### Given text
=-=-=
Project Home: http://www.clusterlabs.org
Getting started: http://www.clusterlabs.org/doc/Cluster_from_Scratch.pdf
Bugs: http://bugs.clusterlabs.org


Re: [Pacemaker] Two-node cluster, able to function with only a single-node?

2012-01-15 Thread Andrew Beekhof
On Tue, Dec 13, 2011 at 9:40 AM, Reid, Mike  wrote:
> I've been doing a lot of testing while I've been learning
> Pacemaker/Heartbeat, DRBD, OCFS2, etc (Nginx, PHP-FPM, Apache…)  Below I've
> attached my working CIB, but I worry I am missing something obvious (or
> perhaps going about it incorrectly altogether): It seems I cannot start the
> cluster as a single node, and sometimes if the other node is having issues,
> the functioning node does not mount the file system, etc….…until I've set
> the other node to "Standby", restart, etc. Shouldn't I be able to run on a
> single node with HA? I presume I've not configured something correctly,
> possibly I'm using "clone" incorrectly based on my needs?

This looks suspicious:
   primitive resST-NULL stonith:null

We're not going to do anything until we've fenced the second node.
So depending on what this does, it might explain what you're seeing.
>
> Basically, for this two-node web server cluster, I'm running a OCFS2
> Primary/Primary DRBD, with Nginx + PHP-FPM / Apache. I need a little help
> confirming if the CIB configuration below is the appropriate way to handle
> this: As long as one of the node's DRBD is UpToDate (Primary), then ideally
> I'd be able to mount the OCFS2 Filesystem (resFS), start PHP-FPM (resPHP),
> start NGINX (resPROXY), and then Apache (resAPACHE) and handle web traffic.
> Don't worry, not storing any access logs or sessions in DRBD, I'm using
> local disk + memcached for that.
=-=-=
### What is needed
Echo the Pacemaker thread in full, reproducing every line without change. The records have no connection to the Pacemaker thread.
=-=-=
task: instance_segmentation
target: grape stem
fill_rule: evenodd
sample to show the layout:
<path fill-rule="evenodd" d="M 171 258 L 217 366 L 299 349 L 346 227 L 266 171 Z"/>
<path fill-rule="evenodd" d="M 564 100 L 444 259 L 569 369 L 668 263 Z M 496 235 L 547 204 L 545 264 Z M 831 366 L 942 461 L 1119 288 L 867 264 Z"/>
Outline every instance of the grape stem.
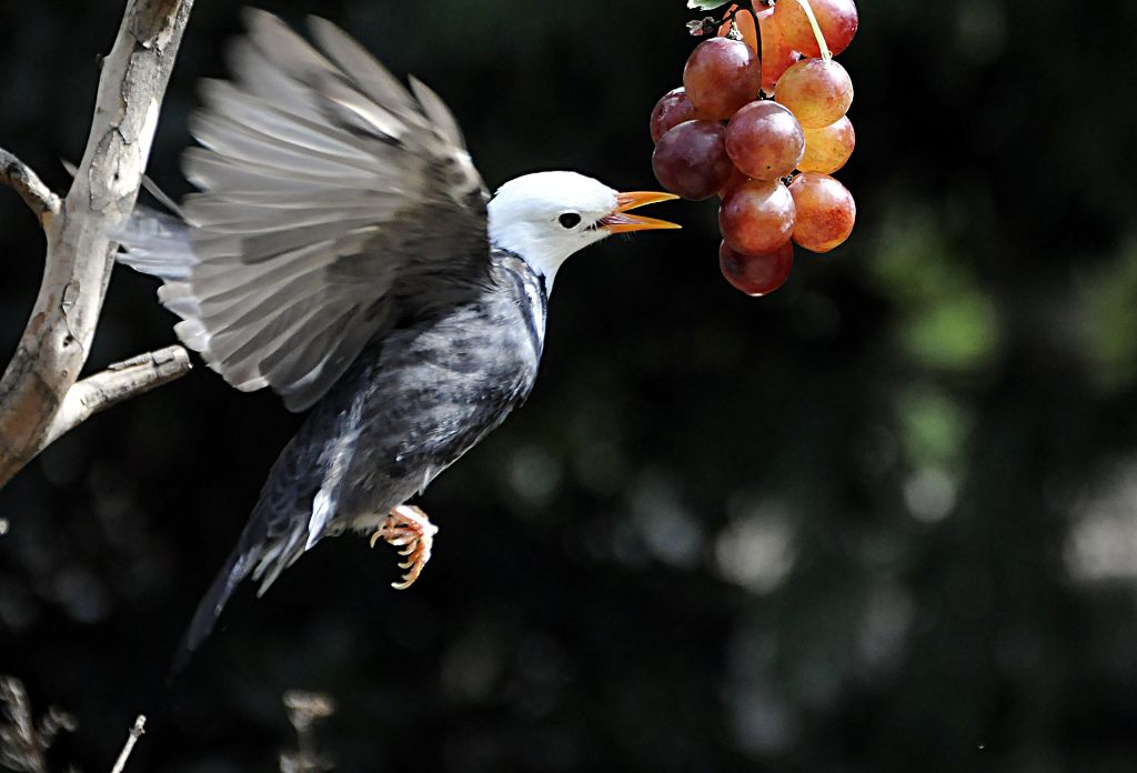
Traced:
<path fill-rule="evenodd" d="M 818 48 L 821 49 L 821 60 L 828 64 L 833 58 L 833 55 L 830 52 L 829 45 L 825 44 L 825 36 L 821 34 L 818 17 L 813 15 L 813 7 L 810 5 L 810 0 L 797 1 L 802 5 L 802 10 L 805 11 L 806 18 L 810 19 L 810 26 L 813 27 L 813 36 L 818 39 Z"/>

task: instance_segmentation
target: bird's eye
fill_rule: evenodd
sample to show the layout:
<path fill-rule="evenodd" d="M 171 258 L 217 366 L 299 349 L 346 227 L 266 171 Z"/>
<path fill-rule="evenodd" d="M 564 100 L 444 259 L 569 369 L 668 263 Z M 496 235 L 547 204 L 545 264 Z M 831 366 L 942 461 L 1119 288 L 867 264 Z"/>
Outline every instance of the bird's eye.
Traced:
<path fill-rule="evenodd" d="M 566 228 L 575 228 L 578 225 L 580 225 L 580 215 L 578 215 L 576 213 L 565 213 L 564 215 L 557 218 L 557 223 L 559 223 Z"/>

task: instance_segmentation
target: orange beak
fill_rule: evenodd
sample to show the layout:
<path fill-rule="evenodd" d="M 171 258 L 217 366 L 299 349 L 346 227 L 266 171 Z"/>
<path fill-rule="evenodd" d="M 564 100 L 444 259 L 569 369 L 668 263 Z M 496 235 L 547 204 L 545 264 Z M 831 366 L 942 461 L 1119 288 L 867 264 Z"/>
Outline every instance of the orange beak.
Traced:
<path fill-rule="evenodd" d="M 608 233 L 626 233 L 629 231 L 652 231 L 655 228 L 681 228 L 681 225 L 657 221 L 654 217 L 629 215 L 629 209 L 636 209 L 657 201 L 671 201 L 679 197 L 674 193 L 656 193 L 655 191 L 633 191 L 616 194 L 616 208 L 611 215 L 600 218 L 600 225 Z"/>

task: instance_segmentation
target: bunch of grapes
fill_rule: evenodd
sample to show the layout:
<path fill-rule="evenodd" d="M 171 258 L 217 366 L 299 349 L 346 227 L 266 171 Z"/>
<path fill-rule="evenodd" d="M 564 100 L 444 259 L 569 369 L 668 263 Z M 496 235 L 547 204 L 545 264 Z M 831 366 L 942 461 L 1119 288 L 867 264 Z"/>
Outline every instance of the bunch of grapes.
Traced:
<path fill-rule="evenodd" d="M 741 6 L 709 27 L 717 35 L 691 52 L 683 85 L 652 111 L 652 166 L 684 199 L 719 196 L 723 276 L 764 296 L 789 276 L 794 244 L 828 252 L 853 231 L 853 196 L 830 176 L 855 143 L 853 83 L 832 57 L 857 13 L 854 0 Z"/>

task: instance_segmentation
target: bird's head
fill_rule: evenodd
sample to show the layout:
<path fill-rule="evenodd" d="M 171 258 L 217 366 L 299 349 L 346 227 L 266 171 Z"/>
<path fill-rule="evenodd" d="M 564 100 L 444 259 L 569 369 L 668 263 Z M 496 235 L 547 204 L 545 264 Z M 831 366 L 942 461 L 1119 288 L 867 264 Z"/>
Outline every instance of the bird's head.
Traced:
=-=-=
### Correct output
Project Home: http://www.clusterlabs.org
Getting started: http://www.clusterlabs.org/doc/Cluster_from_Scratch.pdf
Bugs: http://bugs.clusterlabs.org


Re: [Pacemaker] Two-node cluster, able to function with only a single-node?

2012-01-15 Thread Andrew Beekhof
On Tue, Dec 13, 2011 at 9:40 AM, Reid, Mike  wrote:
> I've been doing a lot of testing while I've been learning
> Pacemaker/Heartbeat, DRBD, OCFS2, etc (Nginx, PHP-FPM, Apache…)  Below I've
> attached my working CIB, but I worry I am missing something obvious (or
> perhaps going about it incorrectly altogether): It seems I cannot start the
> cluster as a single node, and sometimes if the other node is having issues,
> the functioning node does not mount the file system, etc….…until I've set
> the other node to "Standby", restart, etc. Shouldn't I be able to run on a
> single node with HA? I presume I've not configured something correctly,
> possibly I'm using "clone" incorrectly based on my needs?

This looks suspicious:
   primitive resST-NULL stonith:null

We're not going to do anything until we've fenced the second node.
So depending on what this does, it might explain what you're seeing.
>
> Basically, for this two-node web server cluster, I'm running a OCFS2
> Primary/Primary DRBD, with Nginx + PHP-FPM / Apache. I need a little help
> confirming if the CIB configuration below is the appropriate way to handle
> this: As long as one of the node's DRBD is UpToDate (Primary), then ideally
> I'd be able to mount the OCFS2 Filesystem (resFS), start PHP-FPM (resPHP),
> start NGINX (resPROXY), and then Apache (resAPACHE) and handle web traffic.
> Don't worry, not storing any access logs or sessions in DRBD, I'm using
> local disk + memcached for that.